-- START EXCERPT PROVIDED --

Area Health Resource File (AHRF)

Build Status Build status

Though not a survey data set itself, useful to merge onto other microdata.

Simplified Download and Importation

The R lodown package easily downloads and imports all available AHRF microdata by simply specifying "ahrf" with an output_dir = parameter in the lodown() function. Depending on your internet connection and computer processing speed, you might prefer to run this step overnight.

library(lodown)
lodown( "ahrf" , output_dir = file.path( path.expand( "~" ) , "AHRF" ) )

Analysis Examples with base R  

Load a data frame:

ahrf_df <- readRDS( file.path( path.expand( "~" ) , "AHRF" , "county/AHRF_2016-2017.rds" ) )

Variable Recoding

Add new columns to the data set:

ahrf_df <- 
    transform( 
        ahrf_df , 
        
        cbsa_indicator_code = 
            factor( 
                1 + as.numeric( f1406715 ) , 
                labels = c( "not metro" , "metro" , "micro" )

-- END EXCERPT PROVIDED --

#### WHAT YOU NEED TO DO
A: Answer these from the Area Health Resource File page:
(i) What value is passed to lodown() to select this data set?
(ii) Which .rds file is read into ahrf_df?
(iii) What three labels does the new cbsa_indicator_code column use?
B: Pick up the Area Health Resource File page at the point where it stops and write the next part.

-- START RECORDED INFORMATION --

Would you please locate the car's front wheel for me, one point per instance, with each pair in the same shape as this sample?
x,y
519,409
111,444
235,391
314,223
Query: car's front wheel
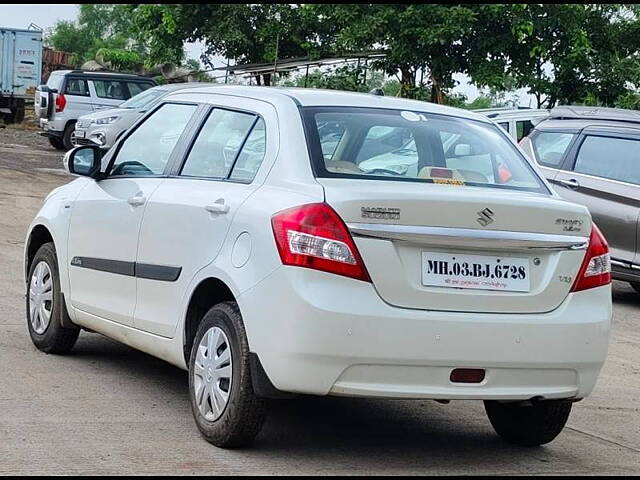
x,y
45,304
528,424
226,409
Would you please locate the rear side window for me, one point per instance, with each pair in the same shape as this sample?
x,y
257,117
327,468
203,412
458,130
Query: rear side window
x,y
550,147
55,81
382,144
111,89
77,86
218,144
523,128
612,158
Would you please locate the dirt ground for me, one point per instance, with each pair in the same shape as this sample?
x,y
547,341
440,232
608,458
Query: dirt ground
x,y
108,409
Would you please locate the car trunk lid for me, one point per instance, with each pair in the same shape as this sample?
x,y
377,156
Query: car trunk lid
x,y
405,230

-- END RECORDED INFORMATION --

#### ANSWER LIST
A:
(i) "ahrf"
(ii) AHRF_2016-2017.rds, in the county folder
(iii) "not metro", "metro" and "micro"

B:
            ) ,
            
        mhi_2014 = f1322614 ,
        
        whole_county_hpsa_2016 = as.numeric( f0978716 == 1 ) ,
        
        census_region = 
            factor( 
                as.numeric( f04439 ) , 
                labels = c( "northeast" , "midwest" , "south" , "west" ) 
            )

    )

Unweighted Counts

Count the unweighted number of records in the table, overall and by groups:

nrow( ahrf_df )

table( ahrf_df[ , "cbsa_indicator_code" ] , useNA = "always" )

Descriptive Statistics

Calculate the mean (average) of a linear variable, overall and by groups:

mean( ahrf_df[ , "mhi_2014" ] , na.rm = TRUE )

tapply(
    ahrf_df[ , "mhi_2014" ] ,
    ahrf_df[ , "cbsa_indicator_code" ] ,
    mean ,
    na.rm = TRUE 
)

Calculate the distribution of a categorical variable, overall and by groups:

prop.table( table( ahrf_df[ , "census_region" ] ) )

prop.table(
    table( ahrf_df[ , c( "census_region" , "cbsa_indicator_code" ) ] ) ,
    margin = 2
)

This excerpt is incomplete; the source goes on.